- [Work request] Go through the data below and return each line containing the word "green".

- [Data shown]
*** Begin section ***
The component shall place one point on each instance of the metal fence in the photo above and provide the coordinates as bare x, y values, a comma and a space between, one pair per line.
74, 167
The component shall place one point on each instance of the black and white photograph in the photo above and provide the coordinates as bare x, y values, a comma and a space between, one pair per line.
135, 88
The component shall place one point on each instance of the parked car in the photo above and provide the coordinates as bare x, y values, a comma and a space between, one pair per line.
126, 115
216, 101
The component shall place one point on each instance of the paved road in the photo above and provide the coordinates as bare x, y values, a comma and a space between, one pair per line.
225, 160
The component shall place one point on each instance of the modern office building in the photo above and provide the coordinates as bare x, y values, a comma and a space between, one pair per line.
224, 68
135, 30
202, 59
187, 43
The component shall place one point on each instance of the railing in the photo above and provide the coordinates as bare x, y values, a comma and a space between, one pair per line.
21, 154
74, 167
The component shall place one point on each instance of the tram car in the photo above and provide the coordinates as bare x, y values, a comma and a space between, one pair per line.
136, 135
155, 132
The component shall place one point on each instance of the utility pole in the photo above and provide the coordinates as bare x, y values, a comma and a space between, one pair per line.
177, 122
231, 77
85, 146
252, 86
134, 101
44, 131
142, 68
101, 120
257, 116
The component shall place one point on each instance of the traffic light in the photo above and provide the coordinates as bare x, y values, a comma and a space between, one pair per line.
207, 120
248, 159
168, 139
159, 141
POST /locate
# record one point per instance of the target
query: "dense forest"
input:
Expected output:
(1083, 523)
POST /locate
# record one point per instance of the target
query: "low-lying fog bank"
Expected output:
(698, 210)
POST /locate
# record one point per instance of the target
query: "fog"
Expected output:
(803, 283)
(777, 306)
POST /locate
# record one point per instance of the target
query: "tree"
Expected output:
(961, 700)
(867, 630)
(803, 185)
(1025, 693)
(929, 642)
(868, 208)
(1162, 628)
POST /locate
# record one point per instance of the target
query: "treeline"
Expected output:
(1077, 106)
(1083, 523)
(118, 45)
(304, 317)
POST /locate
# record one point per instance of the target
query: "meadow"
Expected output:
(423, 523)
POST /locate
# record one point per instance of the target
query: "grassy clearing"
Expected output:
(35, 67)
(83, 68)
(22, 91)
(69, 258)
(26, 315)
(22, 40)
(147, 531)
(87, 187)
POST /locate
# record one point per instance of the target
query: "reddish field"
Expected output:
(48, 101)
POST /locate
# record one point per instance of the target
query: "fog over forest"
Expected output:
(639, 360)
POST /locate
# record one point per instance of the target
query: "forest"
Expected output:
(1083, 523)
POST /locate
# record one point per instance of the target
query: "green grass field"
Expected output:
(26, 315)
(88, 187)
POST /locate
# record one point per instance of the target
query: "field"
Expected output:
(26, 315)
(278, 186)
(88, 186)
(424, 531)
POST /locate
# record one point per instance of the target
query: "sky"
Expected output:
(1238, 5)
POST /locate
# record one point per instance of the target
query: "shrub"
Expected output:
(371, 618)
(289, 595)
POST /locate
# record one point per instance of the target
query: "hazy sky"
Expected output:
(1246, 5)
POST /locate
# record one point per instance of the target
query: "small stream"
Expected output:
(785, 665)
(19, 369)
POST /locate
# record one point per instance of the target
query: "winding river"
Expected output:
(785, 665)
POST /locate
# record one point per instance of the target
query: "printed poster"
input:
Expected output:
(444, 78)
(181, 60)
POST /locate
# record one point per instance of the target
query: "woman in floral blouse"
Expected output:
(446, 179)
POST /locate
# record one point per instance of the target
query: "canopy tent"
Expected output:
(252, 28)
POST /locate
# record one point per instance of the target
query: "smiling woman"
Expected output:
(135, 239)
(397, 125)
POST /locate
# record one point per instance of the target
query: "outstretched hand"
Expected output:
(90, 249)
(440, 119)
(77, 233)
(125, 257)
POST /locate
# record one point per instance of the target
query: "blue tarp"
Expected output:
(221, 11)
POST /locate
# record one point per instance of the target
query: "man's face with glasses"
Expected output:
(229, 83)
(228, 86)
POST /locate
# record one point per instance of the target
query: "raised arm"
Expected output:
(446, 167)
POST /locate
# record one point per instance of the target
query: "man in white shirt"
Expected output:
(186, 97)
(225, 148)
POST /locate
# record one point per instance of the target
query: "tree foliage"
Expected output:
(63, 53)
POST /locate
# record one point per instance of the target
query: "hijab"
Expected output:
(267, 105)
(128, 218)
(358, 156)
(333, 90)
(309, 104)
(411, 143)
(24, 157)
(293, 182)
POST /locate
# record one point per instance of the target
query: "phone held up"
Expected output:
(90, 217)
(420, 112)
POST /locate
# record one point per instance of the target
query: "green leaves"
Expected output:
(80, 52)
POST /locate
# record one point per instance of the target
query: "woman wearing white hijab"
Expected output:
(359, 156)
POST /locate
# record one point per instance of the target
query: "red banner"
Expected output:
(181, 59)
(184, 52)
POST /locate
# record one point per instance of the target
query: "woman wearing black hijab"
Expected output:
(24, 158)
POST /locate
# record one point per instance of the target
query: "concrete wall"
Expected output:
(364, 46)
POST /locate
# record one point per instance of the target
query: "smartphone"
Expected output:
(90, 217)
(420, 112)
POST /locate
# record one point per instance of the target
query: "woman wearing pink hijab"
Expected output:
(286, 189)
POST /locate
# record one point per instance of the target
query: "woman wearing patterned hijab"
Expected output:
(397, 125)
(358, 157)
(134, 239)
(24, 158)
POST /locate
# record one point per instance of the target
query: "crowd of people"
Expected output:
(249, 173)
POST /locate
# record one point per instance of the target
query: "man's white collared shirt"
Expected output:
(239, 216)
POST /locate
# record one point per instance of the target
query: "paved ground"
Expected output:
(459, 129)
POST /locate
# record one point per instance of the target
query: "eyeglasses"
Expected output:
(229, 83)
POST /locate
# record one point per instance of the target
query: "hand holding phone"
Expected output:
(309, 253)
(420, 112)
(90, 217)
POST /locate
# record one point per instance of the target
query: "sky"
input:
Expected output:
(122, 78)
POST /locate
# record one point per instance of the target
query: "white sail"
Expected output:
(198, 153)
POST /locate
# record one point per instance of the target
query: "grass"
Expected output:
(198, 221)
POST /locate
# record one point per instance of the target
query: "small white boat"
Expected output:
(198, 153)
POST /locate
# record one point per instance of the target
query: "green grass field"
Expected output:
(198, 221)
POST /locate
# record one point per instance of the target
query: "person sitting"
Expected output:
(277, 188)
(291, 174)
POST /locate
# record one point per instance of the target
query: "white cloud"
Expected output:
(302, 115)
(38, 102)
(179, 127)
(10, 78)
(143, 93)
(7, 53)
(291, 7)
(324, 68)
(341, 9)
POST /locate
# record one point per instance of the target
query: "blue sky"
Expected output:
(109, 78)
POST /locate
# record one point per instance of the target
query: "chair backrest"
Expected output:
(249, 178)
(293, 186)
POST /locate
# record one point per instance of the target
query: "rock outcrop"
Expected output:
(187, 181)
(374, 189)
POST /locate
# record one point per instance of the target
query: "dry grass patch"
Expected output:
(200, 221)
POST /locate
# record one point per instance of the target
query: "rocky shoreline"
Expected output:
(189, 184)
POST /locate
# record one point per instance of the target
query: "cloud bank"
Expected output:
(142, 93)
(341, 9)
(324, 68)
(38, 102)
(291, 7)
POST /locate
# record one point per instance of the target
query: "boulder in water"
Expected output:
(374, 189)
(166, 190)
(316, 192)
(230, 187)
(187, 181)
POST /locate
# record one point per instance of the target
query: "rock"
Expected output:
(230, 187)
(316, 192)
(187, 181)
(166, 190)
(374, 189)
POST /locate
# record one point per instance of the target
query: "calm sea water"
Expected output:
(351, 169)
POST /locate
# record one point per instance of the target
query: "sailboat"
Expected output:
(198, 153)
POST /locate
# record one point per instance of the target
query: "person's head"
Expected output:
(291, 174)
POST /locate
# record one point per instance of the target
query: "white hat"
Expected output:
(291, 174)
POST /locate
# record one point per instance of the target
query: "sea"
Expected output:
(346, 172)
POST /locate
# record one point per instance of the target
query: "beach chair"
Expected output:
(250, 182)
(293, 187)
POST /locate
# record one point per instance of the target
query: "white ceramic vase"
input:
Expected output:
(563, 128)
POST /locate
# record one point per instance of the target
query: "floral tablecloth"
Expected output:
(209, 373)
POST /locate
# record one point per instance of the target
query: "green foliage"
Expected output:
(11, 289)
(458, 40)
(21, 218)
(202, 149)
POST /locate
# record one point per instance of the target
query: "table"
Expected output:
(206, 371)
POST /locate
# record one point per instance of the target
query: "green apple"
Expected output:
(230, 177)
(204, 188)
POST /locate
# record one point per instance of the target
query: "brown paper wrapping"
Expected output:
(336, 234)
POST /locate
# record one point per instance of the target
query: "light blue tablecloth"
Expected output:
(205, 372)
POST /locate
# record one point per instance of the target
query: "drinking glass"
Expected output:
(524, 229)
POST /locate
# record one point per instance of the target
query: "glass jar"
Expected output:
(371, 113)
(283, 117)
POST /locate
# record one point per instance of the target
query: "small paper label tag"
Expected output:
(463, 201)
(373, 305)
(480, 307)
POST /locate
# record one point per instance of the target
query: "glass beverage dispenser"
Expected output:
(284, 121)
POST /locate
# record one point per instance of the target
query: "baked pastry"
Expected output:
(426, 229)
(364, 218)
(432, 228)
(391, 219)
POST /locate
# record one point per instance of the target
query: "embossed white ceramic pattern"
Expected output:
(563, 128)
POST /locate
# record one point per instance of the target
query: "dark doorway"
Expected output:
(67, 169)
*** End section ***
- [Exercise result]
query: "green grass field"
query: "green leaves"
query: "green grass field"
query: "green foliage"
query: "green apple"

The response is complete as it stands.